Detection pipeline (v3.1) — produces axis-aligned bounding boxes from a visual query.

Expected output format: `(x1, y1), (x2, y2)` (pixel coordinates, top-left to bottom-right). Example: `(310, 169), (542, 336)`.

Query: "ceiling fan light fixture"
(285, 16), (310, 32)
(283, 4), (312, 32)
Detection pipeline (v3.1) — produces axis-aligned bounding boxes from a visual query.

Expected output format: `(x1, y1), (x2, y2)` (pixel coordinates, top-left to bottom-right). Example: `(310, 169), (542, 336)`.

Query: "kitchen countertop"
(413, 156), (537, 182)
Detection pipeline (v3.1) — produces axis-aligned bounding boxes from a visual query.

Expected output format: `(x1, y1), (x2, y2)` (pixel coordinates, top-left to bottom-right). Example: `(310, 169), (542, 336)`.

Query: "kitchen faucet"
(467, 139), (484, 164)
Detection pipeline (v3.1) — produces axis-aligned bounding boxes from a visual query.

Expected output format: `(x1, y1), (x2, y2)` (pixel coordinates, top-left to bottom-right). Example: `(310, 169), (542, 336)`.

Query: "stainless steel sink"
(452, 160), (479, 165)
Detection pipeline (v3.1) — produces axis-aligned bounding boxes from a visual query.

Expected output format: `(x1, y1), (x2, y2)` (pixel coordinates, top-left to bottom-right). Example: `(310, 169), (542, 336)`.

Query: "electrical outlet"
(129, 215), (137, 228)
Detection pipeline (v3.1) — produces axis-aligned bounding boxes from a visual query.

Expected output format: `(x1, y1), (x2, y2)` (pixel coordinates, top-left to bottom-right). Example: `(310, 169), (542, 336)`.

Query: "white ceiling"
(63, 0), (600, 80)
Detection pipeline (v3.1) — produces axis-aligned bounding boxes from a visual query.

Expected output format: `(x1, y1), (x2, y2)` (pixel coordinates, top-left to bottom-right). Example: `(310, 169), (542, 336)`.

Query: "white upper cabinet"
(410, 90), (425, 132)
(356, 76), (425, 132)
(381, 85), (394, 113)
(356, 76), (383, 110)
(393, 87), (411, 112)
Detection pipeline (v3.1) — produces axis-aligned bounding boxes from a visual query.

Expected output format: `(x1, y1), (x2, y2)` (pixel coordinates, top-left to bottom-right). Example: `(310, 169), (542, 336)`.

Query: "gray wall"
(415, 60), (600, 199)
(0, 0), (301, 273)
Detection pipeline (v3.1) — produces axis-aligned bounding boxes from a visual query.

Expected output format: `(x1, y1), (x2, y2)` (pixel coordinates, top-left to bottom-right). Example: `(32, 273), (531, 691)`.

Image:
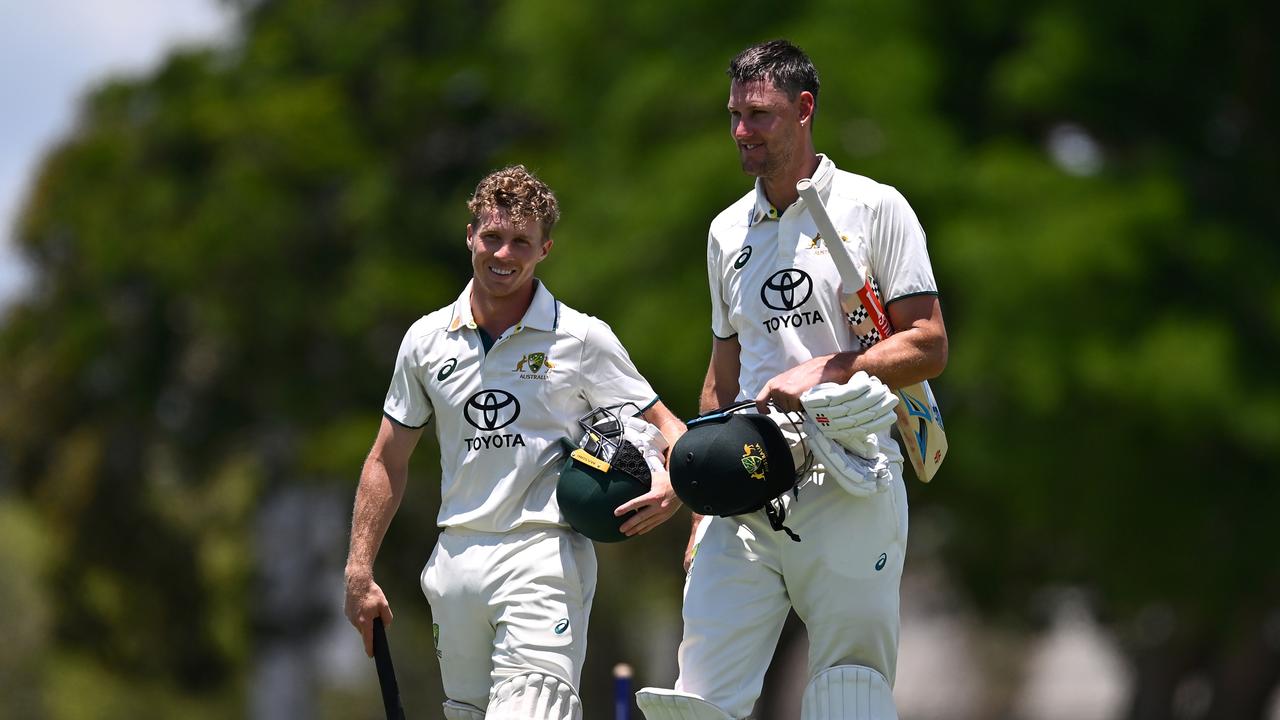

◆ **EXERCISE OBJECTIVE**: Rewrite the material from its first line up to and including the line containing "(413, 156), (537, 182)", decreasing every bounding-box coordinate in the answers by 91. Leave all other lines unchanged.

◆ **EXERCISE SOLUTION**:
Detection pipeline (v3.1) — produces axis-aligned bounding boxes from a visual query.

Expected output format: `(x1, y1), (x2, y2)` (pixel coordinates, top-left to bottom-right). Example: `(310, 169), (542, 336)`.

Query: "ceiling fan light fixture"
(194, -75), (219, -59)
(192, -87), (221, -59)
Detection pipeline (v3.1) — produces axis-aligned bounding boxes from a visual query.

Expected output format: `(x1, y1), (x2, y2)` (pixel coordinates, top-left to bottom-right). Example: `(310, 169), (542, 336)`.

Query: "kitchen countertop"
(322, 65), (446, 91)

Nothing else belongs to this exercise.